TASK INSTRUCTIONS | Reproduce word for word the passage of the blog post that begins with the words containing "I’ll be writing" and ends with "last couple of months.".

EXCERPT PROVIDED |

────

I’ll be writing more in a week or two….

I’ve been absent from this here blog for a couple of months. I can only tell you that life is full of hijinks and mundanity and all of it takes up time. I suppose technically I could tell you more but it’s really not all that interesting from a blogging standpoint. But I have a plan, of sorts, to keep things bloggity rolling in here a little more regularly. On the non-bloggity life side of things, I have been writing, and dancing, and doing the things that need doing. Such is life.

 
I have a Sort-of Sekrit project I’m working on that will be revealed Real Soon Now (TM). It involves several people, and a lot of planning, and some dorking out about random stuff, and it should be a lot of fun. With any luck, we won’t be the only ones who think so.

 
But for today’s post, I think I will talk about books I’ve been reading over the last couple of months.

────

DATA SHOWN |
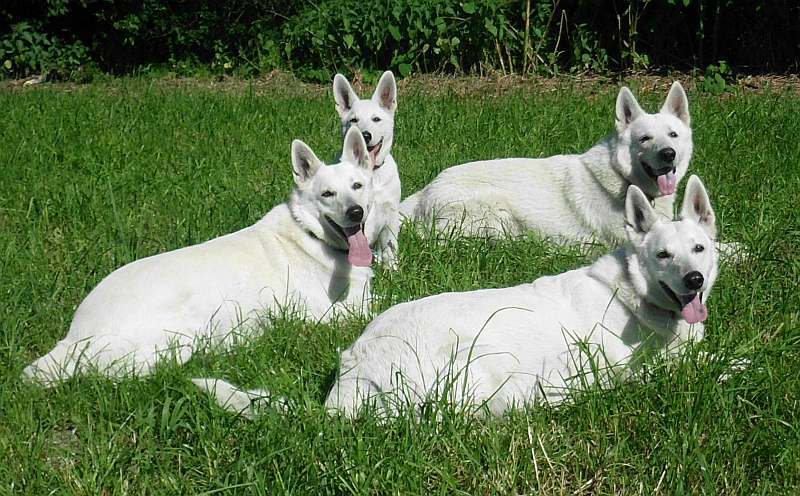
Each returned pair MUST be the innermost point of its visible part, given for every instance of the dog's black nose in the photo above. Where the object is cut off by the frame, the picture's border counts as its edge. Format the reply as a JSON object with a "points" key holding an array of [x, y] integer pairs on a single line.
{"points": [[356, 213], [693, 280], [666, 155]]}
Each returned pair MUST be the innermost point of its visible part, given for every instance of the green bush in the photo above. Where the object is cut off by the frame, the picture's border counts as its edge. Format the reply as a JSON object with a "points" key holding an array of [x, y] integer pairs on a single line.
{"points": [[406, 35], [317, 38]]}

────

RESPONSE TO THE EXERCISE |
I’ll be writing more in a week or two….

I’ve been absent from this here blog for a couple of months. I can only tell you that life is full of hijinks and mundanity and all of it takes up time. I suppose technically I could tell you more but it’s really not all that interesting from a blogging standpoint. But I have a plan, of sorts, to keep things bloggity rolling in here a little more regularly. On the non-bloggity life side of things, I have been writing, and dancing, and doing the things that need doing. Such is life.

 
I have a Sort-of Sekrit project I’m working on that will be revealed Real Soon Now (TM). It involves several people, and a lot of planning, and some dorking out about random stuff, and it should be a lot of fun. With any luck, we won’t be the only ones who think so.

 
But for today’s post, I think I will talk about books I’ve been reading over the last couple of months.